Officiellement, tout est fait pour éviter que la crise du coronavirus ne devienne pas une crise générale de l'économie capitaliste. Dans la pratique, les insiders des salles de marché ont de très nombreuses craintes, en particulier sur le "shadow banking", la "finance de l'ombre", qui a prêté à tout-va ces deux dernières années, droguée par les taux bas. On craint désormais des défaillances en cascade d'emprunteurs.
Pour un peu, le coronavirus effacerait la guerre du pétrole à laquelle se livrent la Russie et l’Arabie Saoudite, et qui est la principale cause de la crise boursière qui a fait trembler les marchés cette semaine. Au-delà des conséquences immédiates du confinement dû au coronavirus, les fondamentaux de l’économie sont loin d’être sains. Le poids de l’économie de l’ombre, et les risques pris par les investisseurs gavés de liquidités à bas prix, pourraient bien mettre tout le monde en difficulté.
La crise boursière anticipe-t-elle une crise généralisée du crédit ?

■ ■ ■ ■ ■ ■ ■

• [Consigne] Selon l'extrait sur la crise boursière, pour quelle raison les insiders des salles de marché redoutent-ils en particulier la « finance de l'ombre » ? Répondez en une à trois phrases. Les entrées qui suivent n'ont aucun lien avec l'extrait.

Données de pointage par expression référentielle:
■ ■ ■ ■ ■ ■ ■

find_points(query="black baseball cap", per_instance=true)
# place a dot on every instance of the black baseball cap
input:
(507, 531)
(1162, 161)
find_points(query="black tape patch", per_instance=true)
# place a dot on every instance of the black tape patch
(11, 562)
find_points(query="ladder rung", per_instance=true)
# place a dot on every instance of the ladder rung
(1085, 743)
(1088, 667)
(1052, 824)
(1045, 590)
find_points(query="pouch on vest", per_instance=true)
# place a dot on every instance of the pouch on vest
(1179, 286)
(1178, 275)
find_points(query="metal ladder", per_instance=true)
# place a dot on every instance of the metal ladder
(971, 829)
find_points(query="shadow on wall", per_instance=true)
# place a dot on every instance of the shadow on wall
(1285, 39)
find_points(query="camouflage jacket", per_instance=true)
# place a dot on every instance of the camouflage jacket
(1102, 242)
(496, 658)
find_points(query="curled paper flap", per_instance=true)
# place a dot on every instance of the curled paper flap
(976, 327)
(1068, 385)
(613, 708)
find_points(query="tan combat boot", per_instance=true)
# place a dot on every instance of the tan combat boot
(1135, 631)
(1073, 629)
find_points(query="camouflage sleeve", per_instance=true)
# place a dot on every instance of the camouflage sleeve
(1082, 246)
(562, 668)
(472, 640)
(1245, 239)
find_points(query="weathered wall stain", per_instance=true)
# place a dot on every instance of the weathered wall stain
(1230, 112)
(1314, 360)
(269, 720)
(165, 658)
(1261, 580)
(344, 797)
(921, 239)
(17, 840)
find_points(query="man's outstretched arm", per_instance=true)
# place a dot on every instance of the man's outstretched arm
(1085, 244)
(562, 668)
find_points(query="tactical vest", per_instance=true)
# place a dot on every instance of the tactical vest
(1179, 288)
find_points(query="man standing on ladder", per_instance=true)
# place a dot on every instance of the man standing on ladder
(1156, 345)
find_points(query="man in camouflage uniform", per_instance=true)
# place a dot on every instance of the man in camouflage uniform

■ ■ ■ ■ ■ ■ ■

• [Réponse attendue] La « finance de l'ombre » a prêté à tout-va au cours des deux dernières années, droguée par les taux bas. On craint donc désormais des défaillances en cascade d'emprunteurs.